### Task to carry out
Rescale everything from the line containing "muzzle, written as integer pixel values." down to the end of the lines, restating the requests unchanged and multiplying each point coordinate in the answers by 0.55, rounded to whole numbers with halves going up. Give only these lines and leave the pictures out.

==== Material

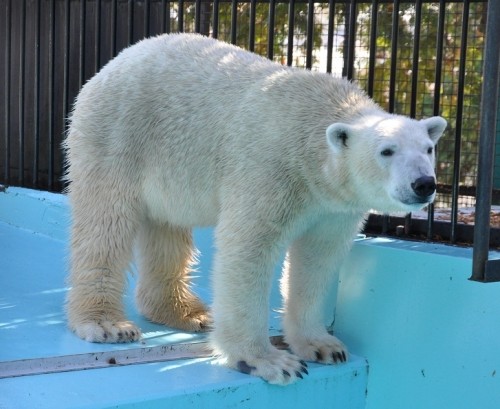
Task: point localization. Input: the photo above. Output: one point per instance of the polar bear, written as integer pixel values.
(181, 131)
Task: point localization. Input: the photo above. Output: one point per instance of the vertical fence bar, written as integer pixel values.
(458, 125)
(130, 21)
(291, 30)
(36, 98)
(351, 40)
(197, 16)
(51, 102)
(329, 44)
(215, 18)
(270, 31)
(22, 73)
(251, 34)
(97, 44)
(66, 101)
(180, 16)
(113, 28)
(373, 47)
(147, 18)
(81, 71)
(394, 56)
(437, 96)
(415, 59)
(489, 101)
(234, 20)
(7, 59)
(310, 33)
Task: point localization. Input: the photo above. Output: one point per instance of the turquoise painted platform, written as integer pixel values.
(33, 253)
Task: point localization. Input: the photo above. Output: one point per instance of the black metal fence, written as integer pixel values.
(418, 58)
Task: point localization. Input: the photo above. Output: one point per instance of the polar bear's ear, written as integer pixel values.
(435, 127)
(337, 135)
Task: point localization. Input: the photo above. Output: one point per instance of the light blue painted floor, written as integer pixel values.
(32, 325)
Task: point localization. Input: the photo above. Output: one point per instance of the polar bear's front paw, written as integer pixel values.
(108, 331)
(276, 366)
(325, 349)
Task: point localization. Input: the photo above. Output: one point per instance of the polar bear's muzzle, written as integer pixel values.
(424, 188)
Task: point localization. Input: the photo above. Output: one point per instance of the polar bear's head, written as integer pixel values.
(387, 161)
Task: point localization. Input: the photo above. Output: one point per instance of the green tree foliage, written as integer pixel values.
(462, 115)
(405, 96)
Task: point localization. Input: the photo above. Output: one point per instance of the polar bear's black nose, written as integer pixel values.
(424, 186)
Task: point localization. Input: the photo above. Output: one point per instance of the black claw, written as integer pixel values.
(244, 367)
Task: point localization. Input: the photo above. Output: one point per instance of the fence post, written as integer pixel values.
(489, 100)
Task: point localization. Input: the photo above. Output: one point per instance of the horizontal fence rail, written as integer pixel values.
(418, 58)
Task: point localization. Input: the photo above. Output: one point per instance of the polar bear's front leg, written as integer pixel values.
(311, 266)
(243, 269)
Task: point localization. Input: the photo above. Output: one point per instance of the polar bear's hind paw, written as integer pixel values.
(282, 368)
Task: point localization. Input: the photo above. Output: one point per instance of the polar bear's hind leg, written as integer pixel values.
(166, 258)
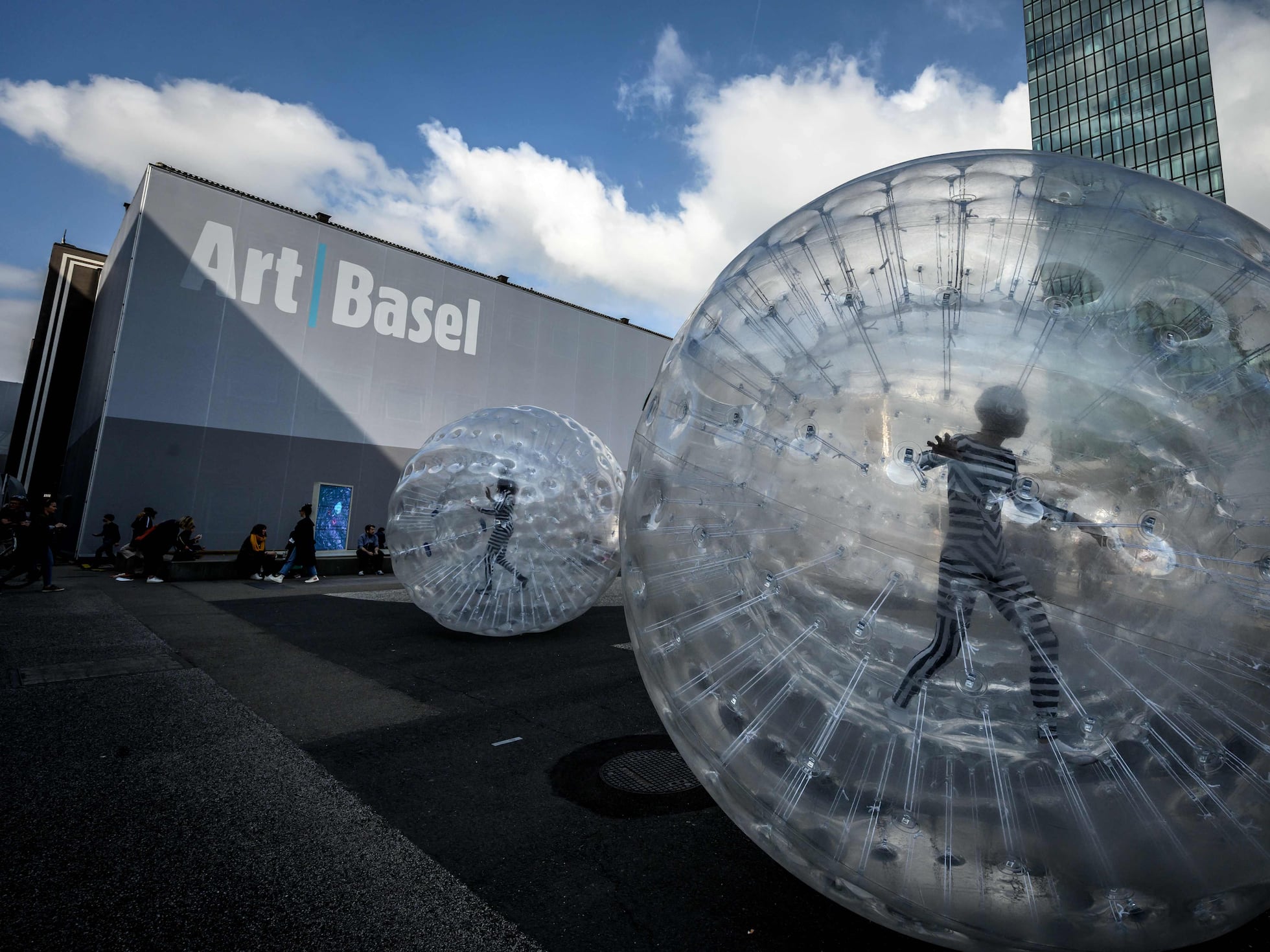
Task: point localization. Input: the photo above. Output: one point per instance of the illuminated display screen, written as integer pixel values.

========

### Written answer
Task: point localization. Input: the photo above. Output: one point per instance of the polar bear's muzzle, written as integer pixel values.
(233, 103)
Task: point localization. Input: the photo above. Output: one point per instance of the polar bear's head, written as integer pixel values.
(213, 89)
Task: point localization. Input: the photo above. Output: one point per instance of the green tree foliage, written as integer pixel values.
(254, 63)
(223, 53)
Task: point localization. Input: the photo above. Output: one point per instance of the polar bear's black nose, written as integer pixel values.
(233, 102)
Task: point localization. Input: the photo above. Output: one point per instance of the black claw, written as integer pixel values.
(134, 202)
Task: point localization. Input: the photo above. Output: one point per instance of the fence post, written as integer pixel values.
(269, 55)
Task: point localization. Input: the photo above. Output: one point per instance of the horizontal fence rail, written as integer pixel values.
(230, 32)
Task: point localization. Input: the photo above. Output: one point per instance of the polar bear's front leg, written as integer pixel values.
(171, 146)
(134, 148)
Task: point localization. Input: the photo above. Output: one point per instance of the polar bear's hind paw, written as integer pixel values.
(155, 202)
Task: point localization. Input: the photo above. Output: one point per instance of the polar bear's hind leg, written as integer pixel values.
(91, 142)
Task: point localization. Input: the photo above. Output: one point per instance of the illuminated display screen, written as integer pixel values.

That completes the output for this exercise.